▶ **QUESTIONS**:
• a. Reproduce the passage of the road trip diary starting at "I was determined" and ending at "so much more.".
• b. According to the road trip diary, how long did the Friday-night drive from Montreal to Boston take?
• c. Name every place the road trip diary says the original trip idea from last year would have included.

[READING TEXT Boundary: Start]

Sports Road Trip Diary: Boston
I had this idea for a trip I wanted to do last year, in the fall. I was going to drive to Boston, New York, New Jersey, Philadelphia and Washington DC and see friends and hockey games in each city. Then the lockout happened, and I ended up flying to DC and just hanging out with awesome people instead.
I was determined to do it this year to make up for it, but my budget both in terms of time and in terms of money forced me to postpone the New York/New Jersey part for a bit, although I still want to go see my friends there because it’s been too long.
Anyway. The plan turned into Boston, Philadelphia, DC, home for a week, Detroit, back home, and a collapse from exhaustion.
Two cool things I didn’t know when I first started planning this trip: that there was a BAA half-marathon the weekend I would be in Boston, and that instead of being a basement team as had been predicted, the Red Sox would be playing in the ALCS. I was just going to come for a hockey game, but it turned into so much more.
First, the half:
This is one of the more stupid things I have done in my life. My right knee has been bothering me ever since I danced all night on it at an amazing wedding a few weeks ago. It had been getting better to the point where I was running on it, but given that I was in the taper phase of my training, I hadn’t been running as much. Anyway. It took me almost ten hours to get from Montreal to Boston Friday night because of holiday traffic, and my knee was sore again on Saturday. But when I woke up the day of the half marathon, I felt fine, even though I probably hadn’t slept enough. I figured I could totally handle it.

[READING TEXT Boundary: End]
[DATASET EXCERPTS Boundary: Start]

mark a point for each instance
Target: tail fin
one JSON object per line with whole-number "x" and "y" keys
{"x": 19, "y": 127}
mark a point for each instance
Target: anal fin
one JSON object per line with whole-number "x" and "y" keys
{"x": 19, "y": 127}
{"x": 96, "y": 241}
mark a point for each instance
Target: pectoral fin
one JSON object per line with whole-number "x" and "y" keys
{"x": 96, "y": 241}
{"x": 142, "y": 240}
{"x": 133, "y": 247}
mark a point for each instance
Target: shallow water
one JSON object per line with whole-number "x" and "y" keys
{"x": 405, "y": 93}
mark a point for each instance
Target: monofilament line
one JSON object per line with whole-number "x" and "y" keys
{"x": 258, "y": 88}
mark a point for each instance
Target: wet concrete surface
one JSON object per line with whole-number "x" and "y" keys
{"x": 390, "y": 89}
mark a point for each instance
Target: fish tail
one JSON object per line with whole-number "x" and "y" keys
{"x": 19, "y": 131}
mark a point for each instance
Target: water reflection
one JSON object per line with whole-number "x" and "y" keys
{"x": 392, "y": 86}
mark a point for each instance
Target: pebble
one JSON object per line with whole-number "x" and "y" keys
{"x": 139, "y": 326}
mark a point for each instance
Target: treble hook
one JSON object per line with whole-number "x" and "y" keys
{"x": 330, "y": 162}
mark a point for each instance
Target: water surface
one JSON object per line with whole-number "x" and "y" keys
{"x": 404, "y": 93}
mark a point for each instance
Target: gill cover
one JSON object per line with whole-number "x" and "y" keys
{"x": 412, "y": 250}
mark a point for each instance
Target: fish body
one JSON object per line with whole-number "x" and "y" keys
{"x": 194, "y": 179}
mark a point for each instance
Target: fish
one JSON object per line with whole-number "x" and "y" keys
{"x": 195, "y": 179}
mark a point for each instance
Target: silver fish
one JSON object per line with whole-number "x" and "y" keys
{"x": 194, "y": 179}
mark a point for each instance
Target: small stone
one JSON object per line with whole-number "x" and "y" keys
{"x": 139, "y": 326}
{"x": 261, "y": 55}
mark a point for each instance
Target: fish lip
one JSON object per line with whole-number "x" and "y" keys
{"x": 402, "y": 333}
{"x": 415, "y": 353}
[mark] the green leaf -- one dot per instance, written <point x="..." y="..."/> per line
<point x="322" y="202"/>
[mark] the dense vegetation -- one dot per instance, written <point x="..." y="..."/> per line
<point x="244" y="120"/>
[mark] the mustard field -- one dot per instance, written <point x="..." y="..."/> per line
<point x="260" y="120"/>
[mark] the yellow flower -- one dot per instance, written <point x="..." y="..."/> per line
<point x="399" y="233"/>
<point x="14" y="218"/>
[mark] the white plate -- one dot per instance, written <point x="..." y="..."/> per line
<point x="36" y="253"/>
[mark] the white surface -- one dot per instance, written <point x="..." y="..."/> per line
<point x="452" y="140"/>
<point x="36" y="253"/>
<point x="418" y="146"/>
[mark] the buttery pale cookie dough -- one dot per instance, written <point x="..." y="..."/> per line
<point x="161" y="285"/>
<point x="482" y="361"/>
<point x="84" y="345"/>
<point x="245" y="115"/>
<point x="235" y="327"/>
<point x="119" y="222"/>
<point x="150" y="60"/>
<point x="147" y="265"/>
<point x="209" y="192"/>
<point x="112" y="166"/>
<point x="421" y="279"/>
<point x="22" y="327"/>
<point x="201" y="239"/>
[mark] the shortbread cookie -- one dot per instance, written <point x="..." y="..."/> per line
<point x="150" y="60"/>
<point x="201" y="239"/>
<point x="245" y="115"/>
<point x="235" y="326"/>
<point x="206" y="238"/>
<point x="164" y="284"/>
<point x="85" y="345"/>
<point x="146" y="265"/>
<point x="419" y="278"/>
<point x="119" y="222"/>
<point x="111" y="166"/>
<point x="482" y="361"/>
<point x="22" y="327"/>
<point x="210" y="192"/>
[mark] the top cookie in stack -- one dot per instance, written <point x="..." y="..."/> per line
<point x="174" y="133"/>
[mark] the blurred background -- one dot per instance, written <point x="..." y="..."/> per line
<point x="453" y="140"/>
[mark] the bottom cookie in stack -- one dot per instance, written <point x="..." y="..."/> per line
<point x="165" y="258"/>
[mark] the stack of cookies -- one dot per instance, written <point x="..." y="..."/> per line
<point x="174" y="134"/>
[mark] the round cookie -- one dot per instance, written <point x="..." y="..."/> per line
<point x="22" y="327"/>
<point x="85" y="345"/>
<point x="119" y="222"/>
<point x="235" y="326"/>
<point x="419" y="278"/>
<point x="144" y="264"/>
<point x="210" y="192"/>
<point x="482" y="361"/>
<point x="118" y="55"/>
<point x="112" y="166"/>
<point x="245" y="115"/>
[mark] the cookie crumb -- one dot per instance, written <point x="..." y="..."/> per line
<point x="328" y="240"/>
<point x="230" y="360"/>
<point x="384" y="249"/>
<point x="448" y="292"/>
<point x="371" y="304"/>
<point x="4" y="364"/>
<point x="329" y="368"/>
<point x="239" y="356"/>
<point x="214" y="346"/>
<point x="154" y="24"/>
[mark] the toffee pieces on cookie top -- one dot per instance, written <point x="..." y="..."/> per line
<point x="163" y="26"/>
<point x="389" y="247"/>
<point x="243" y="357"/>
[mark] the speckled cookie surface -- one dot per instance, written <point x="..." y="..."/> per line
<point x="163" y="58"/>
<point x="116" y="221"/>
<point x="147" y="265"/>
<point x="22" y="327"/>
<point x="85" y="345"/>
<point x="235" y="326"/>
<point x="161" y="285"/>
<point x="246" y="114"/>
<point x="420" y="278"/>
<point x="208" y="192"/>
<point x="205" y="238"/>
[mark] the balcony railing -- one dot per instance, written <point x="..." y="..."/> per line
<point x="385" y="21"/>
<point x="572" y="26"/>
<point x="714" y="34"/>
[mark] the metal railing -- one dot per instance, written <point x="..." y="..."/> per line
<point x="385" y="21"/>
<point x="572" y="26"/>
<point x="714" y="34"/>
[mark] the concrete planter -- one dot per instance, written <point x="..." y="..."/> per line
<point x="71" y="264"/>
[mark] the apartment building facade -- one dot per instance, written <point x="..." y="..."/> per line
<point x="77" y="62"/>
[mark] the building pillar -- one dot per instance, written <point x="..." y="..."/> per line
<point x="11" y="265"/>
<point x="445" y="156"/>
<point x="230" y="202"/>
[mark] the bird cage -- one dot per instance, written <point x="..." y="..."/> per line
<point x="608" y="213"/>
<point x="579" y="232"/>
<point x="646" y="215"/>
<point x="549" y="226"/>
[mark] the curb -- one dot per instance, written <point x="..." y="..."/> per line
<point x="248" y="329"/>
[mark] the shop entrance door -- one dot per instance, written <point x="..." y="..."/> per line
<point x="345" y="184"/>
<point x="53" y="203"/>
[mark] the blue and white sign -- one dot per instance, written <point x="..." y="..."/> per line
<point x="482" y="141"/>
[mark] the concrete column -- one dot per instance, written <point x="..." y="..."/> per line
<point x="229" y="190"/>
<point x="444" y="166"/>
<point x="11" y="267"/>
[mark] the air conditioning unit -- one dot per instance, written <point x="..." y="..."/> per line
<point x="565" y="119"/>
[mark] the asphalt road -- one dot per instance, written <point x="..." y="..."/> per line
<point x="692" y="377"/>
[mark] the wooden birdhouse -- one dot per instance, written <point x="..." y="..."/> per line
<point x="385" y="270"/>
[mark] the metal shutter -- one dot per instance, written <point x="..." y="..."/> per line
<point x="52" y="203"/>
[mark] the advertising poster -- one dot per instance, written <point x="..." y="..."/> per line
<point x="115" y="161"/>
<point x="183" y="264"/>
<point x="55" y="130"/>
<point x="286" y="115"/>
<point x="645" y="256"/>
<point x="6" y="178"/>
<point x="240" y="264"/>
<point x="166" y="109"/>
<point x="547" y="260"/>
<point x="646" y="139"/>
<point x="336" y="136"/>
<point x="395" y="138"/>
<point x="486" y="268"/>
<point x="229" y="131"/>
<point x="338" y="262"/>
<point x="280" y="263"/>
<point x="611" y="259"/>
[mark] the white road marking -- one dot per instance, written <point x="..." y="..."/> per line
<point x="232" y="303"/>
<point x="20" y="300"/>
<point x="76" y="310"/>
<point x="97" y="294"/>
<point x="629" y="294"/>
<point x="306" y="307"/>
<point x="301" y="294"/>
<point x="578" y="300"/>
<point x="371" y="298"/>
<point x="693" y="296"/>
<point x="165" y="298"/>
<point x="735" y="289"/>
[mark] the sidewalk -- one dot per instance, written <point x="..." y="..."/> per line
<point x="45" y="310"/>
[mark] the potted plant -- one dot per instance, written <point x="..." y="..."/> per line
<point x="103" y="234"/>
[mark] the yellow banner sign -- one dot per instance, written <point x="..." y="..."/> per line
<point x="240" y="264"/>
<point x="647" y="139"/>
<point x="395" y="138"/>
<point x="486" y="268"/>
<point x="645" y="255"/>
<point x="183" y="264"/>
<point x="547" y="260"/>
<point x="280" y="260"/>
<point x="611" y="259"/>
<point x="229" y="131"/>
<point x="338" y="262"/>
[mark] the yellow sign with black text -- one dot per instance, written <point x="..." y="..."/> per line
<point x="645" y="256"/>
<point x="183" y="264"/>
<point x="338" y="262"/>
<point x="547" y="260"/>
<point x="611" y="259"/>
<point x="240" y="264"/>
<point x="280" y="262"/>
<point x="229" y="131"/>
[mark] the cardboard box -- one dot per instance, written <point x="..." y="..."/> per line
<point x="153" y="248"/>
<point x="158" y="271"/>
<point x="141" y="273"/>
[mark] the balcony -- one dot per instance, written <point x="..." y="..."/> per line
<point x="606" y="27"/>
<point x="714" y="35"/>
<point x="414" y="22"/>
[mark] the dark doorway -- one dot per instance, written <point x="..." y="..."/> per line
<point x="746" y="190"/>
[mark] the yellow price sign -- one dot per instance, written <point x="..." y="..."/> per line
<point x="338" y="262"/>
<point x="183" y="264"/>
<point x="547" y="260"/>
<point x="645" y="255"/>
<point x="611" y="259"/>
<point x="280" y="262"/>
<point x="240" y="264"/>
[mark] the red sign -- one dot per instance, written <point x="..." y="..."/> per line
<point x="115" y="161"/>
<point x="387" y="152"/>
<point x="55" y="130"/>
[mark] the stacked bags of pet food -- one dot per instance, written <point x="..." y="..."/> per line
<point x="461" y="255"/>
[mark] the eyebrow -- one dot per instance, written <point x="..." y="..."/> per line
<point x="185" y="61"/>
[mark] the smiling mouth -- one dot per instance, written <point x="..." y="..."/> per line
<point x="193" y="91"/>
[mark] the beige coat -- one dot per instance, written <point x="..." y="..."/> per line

[DATASET EXCERPTS Boundary: End]

▶ **RESPONSES TO THE TASKS**:
• a.
I was determined to do it this year to make up for it, but my budget both in terms of time and in terms of money forced me to postpone the New York/New Jersey part for a bit, although I still want to go see my friends there because it’s been too long.
Anyway. The plan turned into Boston, Philadelphia, DC, home for a week, Detroit, back home, and a collapse from exhaustion.
Two cool things I didn’t know when I first started planning this trip: that there was a BAA half-marathon the weekend I would be in Boston, and that instead of being a basement team as had been predicted, the Red Sox would be playing in the ALCS. I was just going to come for a hockey game, but it turned into so much more.

• b. Almost ten hours, because of holiday traffic.

• c. Boston, New York, New Jersey, Philadelphia, Washington DC